It's clearly a shortcoming of documentation, so I created #69 to fix this and some other details of recent changes. Before that, please use these rules when defining @diffrules:

y means return value of a primal expression, e.g. y = f(x)
dy means derivative of a loss function w.r.t. to y
x, u, v, w, t, i, j and k (all listed in Yota.DIFF_PHS) can be used as names of variables, e.g. @diffrule foo(u, v) u ∇foo(dy, u, v)
anything starting with _ can also be used, e.g. @diffrule bar(u, _state) _state ∇bar(dy, u, _state)

I brought these rules from Espresso.jl (and concretely rewrite.jl) with default placeholders set to Yota.DIFF_PHS. Thanks for bringing my attention to not documenting it properly, I'll try to include it into the next improvement round.

alastair-marshall commented 4 years ago

Ah great, I'll keep those rules in mind when I'm writing adjoints in future! Thanks for all of your help! I think I need to do some reading about writing adjoints for the operations that I'm using but this has definitely been useful!

++++++++++++++++++++

--- Set task A ---
According to the Yota diffrule thread, which variable names are listed in Yota.DIFF_PHS?
--- Set task B ---
Transcribe the stretch of the Yota diffrule thread from "I brought these" through "next improvement round.".
The items that come next are separate material and are unrelated to the Yota diffrule thread.

--- Information shown ---
++++++++++++++++++++

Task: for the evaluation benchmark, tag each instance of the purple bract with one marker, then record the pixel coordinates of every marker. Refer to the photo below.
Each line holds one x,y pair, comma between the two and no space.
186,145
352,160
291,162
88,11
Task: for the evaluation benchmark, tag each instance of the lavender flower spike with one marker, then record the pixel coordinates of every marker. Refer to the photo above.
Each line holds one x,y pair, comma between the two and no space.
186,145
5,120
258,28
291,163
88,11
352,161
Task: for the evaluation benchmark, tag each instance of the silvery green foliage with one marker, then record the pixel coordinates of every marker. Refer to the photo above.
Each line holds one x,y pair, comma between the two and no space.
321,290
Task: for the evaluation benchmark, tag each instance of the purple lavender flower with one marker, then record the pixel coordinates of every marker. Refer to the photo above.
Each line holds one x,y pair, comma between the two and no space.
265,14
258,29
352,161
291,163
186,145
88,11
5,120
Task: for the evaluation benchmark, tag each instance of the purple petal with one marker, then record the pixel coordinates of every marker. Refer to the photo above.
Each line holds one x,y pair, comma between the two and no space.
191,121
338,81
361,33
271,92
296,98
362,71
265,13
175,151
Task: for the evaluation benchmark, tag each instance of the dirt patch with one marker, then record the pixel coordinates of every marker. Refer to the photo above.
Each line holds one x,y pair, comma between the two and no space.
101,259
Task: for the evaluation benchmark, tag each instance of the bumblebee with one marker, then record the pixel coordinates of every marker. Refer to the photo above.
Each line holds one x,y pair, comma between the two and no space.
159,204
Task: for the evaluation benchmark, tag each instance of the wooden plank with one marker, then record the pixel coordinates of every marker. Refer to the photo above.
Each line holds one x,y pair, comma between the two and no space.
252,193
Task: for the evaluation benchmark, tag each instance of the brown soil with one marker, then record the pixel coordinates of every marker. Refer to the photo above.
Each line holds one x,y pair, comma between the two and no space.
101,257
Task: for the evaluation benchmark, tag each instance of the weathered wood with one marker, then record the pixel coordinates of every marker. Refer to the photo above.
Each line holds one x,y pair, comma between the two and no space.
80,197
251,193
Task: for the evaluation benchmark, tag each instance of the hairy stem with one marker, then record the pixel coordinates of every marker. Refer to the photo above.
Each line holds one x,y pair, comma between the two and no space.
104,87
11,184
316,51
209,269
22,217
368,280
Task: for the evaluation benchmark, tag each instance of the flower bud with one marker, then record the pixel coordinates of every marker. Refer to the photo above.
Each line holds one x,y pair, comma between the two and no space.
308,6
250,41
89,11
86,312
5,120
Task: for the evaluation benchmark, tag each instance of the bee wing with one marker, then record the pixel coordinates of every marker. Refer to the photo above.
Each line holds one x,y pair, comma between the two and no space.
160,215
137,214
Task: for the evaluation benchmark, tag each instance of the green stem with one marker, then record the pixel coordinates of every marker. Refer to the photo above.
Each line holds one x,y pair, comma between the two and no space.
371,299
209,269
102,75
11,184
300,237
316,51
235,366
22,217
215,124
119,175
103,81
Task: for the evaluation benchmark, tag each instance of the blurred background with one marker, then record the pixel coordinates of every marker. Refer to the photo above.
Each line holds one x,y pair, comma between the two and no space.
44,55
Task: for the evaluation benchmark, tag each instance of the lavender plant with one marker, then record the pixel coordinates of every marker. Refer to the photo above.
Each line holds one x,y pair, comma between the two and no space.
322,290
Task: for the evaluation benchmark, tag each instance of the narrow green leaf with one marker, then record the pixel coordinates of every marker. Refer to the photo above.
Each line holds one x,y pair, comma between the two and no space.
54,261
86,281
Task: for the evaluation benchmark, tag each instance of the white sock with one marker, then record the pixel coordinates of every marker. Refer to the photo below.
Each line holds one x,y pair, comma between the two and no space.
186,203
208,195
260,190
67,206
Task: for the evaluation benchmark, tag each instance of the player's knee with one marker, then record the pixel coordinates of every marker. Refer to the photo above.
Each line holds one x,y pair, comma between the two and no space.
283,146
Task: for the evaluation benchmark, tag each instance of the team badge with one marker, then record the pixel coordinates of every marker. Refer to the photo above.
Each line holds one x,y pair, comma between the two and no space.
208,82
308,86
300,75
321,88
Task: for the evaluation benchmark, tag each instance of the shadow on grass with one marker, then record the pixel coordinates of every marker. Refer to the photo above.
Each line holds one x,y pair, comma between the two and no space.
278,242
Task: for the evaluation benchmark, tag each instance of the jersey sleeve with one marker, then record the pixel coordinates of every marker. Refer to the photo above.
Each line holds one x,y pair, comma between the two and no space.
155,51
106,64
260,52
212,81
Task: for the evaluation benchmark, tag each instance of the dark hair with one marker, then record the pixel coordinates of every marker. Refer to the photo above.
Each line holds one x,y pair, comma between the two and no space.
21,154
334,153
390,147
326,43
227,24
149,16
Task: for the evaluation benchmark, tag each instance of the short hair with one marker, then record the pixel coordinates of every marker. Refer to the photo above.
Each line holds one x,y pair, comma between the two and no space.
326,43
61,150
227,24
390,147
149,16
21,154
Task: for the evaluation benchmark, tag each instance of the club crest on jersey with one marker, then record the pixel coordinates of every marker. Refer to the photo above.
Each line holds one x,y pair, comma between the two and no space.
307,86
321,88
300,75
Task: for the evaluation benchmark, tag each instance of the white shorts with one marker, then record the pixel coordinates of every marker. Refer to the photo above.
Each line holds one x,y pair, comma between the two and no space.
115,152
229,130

++++++++++++++++++++

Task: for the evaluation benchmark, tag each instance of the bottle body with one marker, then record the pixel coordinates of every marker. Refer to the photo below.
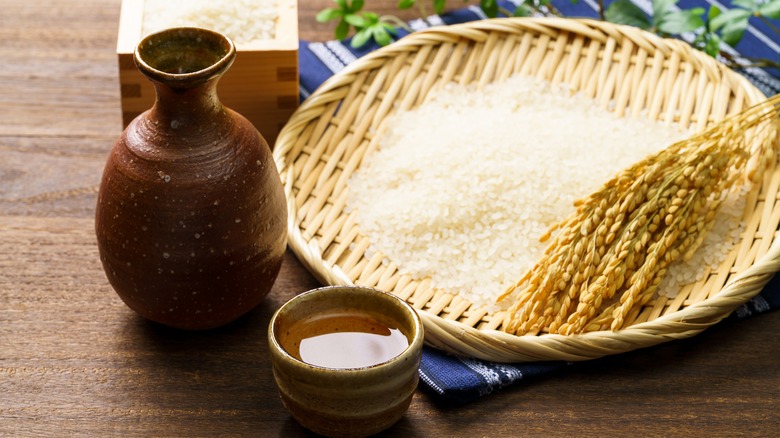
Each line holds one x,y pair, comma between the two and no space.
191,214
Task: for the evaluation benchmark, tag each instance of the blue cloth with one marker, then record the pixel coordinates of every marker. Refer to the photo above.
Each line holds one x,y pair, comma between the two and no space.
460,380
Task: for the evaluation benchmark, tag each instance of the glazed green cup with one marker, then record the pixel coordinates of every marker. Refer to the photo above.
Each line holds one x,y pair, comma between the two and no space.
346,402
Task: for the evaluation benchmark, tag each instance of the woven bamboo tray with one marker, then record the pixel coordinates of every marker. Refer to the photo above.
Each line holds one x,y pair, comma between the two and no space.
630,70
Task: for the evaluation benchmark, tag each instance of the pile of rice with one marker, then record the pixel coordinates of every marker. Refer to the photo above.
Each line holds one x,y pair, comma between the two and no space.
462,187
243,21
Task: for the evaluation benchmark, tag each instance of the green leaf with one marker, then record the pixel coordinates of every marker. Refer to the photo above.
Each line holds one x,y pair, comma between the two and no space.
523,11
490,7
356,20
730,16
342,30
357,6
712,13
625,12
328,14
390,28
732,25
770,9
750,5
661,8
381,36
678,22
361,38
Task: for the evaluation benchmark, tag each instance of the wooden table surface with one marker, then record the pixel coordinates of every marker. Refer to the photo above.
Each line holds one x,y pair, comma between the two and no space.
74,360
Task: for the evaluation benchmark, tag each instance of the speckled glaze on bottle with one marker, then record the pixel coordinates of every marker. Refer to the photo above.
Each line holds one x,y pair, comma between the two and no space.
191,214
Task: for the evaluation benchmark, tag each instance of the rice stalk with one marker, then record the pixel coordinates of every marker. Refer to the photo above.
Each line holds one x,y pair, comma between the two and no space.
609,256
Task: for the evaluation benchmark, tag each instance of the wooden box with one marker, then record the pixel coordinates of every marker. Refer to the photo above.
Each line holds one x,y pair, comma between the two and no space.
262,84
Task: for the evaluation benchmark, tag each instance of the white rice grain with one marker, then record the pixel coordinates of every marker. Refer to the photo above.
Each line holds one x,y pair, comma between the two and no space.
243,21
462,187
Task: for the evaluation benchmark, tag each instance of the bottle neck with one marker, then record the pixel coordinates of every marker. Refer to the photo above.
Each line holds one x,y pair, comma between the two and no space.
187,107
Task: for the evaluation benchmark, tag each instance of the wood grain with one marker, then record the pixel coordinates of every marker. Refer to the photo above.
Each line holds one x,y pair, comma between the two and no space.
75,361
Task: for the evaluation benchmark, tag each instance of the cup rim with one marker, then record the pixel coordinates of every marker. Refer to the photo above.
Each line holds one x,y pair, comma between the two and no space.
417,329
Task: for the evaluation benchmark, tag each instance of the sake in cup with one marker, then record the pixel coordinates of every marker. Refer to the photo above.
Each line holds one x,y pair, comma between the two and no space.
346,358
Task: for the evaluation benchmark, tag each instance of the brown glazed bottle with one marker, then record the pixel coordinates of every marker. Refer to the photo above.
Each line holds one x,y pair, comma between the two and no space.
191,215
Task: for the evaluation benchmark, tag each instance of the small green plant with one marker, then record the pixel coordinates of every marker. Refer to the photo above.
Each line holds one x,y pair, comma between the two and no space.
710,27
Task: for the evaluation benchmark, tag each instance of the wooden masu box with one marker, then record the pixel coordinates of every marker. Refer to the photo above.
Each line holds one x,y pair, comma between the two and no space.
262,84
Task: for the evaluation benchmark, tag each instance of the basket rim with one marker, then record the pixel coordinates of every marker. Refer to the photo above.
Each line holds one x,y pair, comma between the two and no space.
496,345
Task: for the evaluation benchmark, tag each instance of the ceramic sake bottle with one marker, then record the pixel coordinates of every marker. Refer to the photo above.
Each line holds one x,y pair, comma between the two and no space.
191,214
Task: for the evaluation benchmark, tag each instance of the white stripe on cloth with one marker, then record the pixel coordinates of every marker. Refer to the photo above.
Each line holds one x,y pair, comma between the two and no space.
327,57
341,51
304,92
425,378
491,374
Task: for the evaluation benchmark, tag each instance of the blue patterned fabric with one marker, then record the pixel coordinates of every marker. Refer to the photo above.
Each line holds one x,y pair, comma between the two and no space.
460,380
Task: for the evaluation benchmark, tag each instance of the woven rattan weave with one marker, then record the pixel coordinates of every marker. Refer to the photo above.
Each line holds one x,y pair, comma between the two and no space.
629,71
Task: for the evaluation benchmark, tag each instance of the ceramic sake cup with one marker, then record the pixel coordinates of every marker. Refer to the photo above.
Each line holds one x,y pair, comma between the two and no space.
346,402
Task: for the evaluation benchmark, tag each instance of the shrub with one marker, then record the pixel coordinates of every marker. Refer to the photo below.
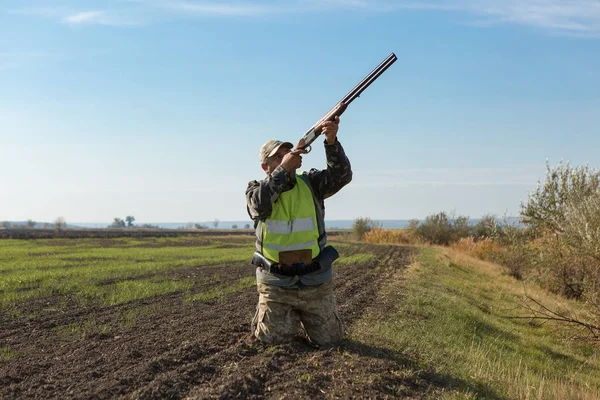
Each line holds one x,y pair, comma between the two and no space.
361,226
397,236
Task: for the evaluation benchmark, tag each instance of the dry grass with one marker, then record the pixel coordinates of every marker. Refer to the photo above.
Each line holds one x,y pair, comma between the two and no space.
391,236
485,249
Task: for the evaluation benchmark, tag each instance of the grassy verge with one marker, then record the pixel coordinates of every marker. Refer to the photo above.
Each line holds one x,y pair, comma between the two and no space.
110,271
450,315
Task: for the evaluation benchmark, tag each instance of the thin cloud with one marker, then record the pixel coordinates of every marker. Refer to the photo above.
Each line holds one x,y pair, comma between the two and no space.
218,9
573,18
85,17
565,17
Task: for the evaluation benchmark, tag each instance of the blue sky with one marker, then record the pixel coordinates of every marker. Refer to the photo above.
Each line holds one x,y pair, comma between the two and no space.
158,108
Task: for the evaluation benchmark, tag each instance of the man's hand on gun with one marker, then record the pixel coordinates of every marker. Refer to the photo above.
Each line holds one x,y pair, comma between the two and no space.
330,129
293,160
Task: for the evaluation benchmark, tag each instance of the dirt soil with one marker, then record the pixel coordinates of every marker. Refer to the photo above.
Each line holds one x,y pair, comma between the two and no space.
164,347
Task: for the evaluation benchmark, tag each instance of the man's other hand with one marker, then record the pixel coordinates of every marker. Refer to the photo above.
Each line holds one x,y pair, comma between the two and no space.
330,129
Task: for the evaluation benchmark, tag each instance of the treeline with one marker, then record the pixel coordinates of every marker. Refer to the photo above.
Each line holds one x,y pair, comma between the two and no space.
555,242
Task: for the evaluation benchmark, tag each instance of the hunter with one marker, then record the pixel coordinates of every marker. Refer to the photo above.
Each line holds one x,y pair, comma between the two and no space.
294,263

++++++++++++++++++++

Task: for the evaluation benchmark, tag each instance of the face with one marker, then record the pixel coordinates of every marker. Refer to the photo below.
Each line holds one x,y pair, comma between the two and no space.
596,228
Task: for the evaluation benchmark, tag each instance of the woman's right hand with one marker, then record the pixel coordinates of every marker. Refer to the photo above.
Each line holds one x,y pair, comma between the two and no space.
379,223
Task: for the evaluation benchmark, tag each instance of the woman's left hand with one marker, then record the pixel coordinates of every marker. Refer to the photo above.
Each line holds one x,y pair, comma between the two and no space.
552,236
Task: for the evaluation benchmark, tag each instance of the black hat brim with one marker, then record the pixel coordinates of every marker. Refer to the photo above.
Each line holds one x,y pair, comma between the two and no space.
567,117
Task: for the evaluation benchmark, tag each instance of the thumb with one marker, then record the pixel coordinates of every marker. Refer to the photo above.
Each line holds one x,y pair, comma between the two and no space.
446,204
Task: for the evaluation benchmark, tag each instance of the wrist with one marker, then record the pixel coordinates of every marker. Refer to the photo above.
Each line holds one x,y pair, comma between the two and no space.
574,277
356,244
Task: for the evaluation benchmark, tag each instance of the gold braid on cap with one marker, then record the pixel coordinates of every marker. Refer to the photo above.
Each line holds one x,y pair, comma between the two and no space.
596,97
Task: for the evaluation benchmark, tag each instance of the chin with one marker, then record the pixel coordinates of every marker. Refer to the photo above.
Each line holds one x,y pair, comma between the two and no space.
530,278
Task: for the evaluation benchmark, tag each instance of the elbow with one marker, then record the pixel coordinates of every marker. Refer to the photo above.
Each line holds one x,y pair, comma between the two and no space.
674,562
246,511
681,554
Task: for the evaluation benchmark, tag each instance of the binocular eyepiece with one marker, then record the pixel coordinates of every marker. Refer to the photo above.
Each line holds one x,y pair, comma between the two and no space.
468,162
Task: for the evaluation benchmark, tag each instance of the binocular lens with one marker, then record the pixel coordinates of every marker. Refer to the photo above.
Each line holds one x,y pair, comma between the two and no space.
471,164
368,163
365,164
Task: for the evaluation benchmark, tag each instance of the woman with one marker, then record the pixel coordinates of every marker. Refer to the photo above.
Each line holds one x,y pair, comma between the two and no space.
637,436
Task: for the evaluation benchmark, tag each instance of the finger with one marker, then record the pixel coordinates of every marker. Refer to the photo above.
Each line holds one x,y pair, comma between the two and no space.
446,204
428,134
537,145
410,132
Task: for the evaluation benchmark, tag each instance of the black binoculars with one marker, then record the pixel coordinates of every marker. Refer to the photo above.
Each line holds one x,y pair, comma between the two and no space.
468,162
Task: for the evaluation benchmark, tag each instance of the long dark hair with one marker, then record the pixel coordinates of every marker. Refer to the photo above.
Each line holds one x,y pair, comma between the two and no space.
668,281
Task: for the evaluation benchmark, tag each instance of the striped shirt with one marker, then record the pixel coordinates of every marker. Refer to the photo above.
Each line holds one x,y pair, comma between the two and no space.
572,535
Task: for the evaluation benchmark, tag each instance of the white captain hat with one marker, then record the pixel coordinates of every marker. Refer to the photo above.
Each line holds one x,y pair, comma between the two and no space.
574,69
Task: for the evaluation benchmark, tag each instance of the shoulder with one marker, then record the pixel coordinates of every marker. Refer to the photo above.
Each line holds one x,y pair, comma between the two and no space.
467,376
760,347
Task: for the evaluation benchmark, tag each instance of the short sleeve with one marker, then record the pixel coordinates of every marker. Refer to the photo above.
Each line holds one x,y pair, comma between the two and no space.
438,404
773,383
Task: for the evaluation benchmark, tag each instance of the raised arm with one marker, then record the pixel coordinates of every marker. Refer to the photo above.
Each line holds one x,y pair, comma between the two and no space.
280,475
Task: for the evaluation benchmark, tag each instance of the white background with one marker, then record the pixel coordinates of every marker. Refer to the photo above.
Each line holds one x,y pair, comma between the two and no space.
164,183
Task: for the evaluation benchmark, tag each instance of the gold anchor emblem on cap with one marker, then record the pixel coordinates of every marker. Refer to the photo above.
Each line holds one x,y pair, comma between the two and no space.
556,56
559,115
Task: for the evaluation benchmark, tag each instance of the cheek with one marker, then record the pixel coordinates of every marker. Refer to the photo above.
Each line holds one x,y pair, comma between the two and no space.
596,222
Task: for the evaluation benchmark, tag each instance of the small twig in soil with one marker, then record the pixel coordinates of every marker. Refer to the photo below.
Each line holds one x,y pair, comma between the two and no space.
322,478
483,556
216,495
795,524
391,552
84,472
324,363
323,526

++++++++++++++++++++

--- Response A ---
x, u, v, w, t, i, j, k

--- Response B ---
I brought these rules from Espresso.jl (and concretely rewrite.jl) with default placeholders set to Yota.DIFF_PHS. Thanks for bringing my attention to not documenting it properly, I'll try to include it into the next improvement round.